> _WHAT YOU ARE ASKED TO DO_
Make a verbatim transcription of the records, without the pictures.

> _SUPPLIED MATERIAL_
※

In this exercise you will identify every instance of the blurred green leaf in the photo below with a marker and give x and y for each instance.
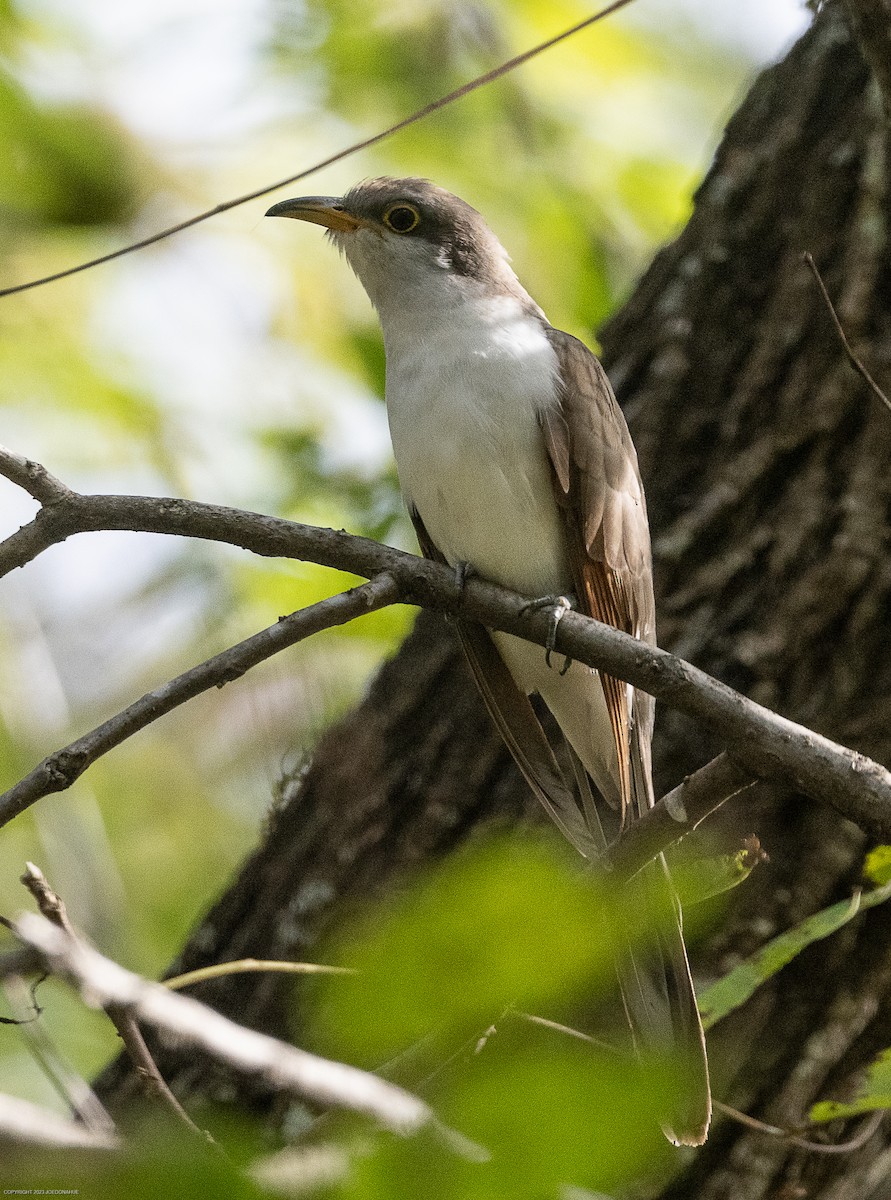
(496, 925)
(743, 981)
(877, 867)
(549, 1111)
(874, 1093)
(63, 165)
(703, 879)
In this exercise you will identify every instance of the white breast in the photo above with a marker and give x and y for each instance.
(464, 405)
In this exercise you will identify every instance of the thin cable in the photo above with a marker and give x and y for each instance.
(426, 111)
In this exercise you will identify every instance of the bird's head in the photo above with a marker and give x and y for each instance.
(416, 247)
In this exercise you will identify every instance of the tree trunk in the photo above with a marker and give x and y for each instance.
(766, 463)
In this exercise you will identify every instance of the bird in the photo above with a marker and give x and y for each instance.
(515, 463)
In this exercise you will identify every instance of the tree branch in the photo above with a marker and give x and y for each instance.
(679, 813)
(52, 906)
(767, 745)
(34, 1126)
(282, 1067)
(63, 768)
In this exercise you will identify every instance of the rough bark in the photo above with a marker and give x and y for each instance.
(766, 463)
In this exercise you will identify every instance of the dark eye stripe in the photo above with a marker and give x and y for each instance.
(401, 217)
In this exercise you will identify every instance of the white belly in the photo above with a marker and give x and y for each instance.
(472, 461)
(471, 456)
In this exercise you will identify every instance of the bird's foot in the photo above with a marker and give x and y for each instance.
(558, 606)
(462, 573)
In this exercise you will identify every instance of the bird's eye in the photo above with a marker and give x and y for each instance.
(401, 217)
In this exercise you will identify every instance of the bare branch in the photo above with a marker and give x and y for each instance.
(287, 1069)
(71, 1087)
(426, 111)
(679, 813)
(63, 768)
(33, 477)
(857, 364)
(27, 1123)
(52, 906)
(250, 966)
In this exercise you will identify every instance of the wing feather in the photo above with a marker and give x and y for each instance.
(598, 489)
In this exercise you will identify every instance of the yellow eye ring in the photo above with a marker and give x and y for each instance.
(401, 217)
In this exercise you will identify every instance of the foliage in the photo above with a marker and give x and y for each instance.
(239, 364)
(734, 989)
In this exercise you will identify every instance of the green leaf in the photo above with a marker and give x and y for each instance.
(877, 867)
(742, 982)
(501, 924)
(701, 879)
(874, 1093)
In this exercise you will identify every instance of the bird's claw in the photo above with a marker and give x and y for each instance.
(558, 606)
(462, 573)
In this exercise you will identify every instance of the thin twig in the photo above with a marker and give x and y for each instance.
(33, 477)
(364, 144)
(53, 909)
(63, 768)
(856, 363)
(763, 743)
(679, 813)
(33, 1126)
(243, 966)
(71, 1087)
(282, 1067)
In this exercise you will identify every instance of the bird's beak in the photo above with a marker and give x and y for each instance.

※

> _TASK SOLUTION_
In this exercise you will identify every instance of the blurred green leaf in the photo below with a marker and give x and y for each instance.
(496, 925)
(743, 981)
(877, 867)
(549, 1111)
(874, 1093)
(63, 165)
(703, 879)
In this exercise you will identify every instance of the white breast in the photo above with a marker and give x and y for each instance.
(464, 405)
In this exercise you will identify every instance of the thin cable in the photo above with a marker and give x and y for each instance.
(426, 111)
In this exercise you will identify every instance of the bird's head in the photo above with a marker and give x and y for each instance.
(416, 247)
In this exercise you will identify every instance of the tree trunk in the photo above with a marker and give x and y for each instance.
(766, 463)
In this exercise you will identify every instance of the bird in the photo above with a marker and give x and y for each instance.
(515, 463)
In this exercise you will identify every instance of the tree branch in the photo above with a marker and give x and y for each instance.
(679, 813)
(52, 906)
(767, 745)
(34, 1126)
(282, 1067)
(63, 768)
In this exercise you will identify every instance of the rough bark in the photo above with a marker and give x and y for each instance.
(766, 463)
In this exercise you will identify every instance of the dark eye stripe in the photo above with a marker and give x and y for each instance.
(401, 217)
In this exercise you will identify every instance of the white belly in the photo above with a marker and give x and y for each instance.
(472, 461)
(471, 456)
In this exercise you will identify every instance of the bird's foot in the photo above with a marker and give x and y for each instance.
(558, 606)
(462, 573)
In this exercise you will identify every instance of the bird's eye in the photo above with a marker and give x and y for each instance.
(401, 217)
In this exercise you will identify every instance of the bare branch in the photo above with a marker and give x and y for each instance.
(287, 1069)
(71, 1087)
(426, 111)
(679, 813)
(63, 768)
(33, 477)
(857, 364)
(27, 1123)
(52, 906)
(250, 966)
In this exercise you will identify every instance of the wing feather in the photo above with a marker and give x and y for each instance.
(598, 489)
In this exercise you will identify every instance of the yellow eye ring in the photo above with a marker and give x and y for each instance.
(401, 217)
In this exercise you will identify every instance of the foliage in the photo above with a marker and give x and y for each instance.
(239, 364)
(734, 989)
In this exercise you will identify every instance of the green leaf in the photo above with a marker and give x and y for each instance.
(877, 867)
(742, 982)
(501, 924)
(701, 879)
(874, 1093)
In this exercise you will identify every instance of the bird's claw in the photo above with a marker and give x and y for each instance.
(558, 606)
(462, 573)
In this exercise you will identify every instance of the thin twig in the photo above with a marker and give x and y for each instance.
(33, 477)
(364, 144)
(53, 909)
(63, 768)
(856, 363)
(763, 743)
(679, 813)
(33, 1126)
(243, 966)
(71, 1087)
(282, 1067)
In this exercise you will identify every instance of the bird's beak in the photo above with a marker and give x and y for each instance.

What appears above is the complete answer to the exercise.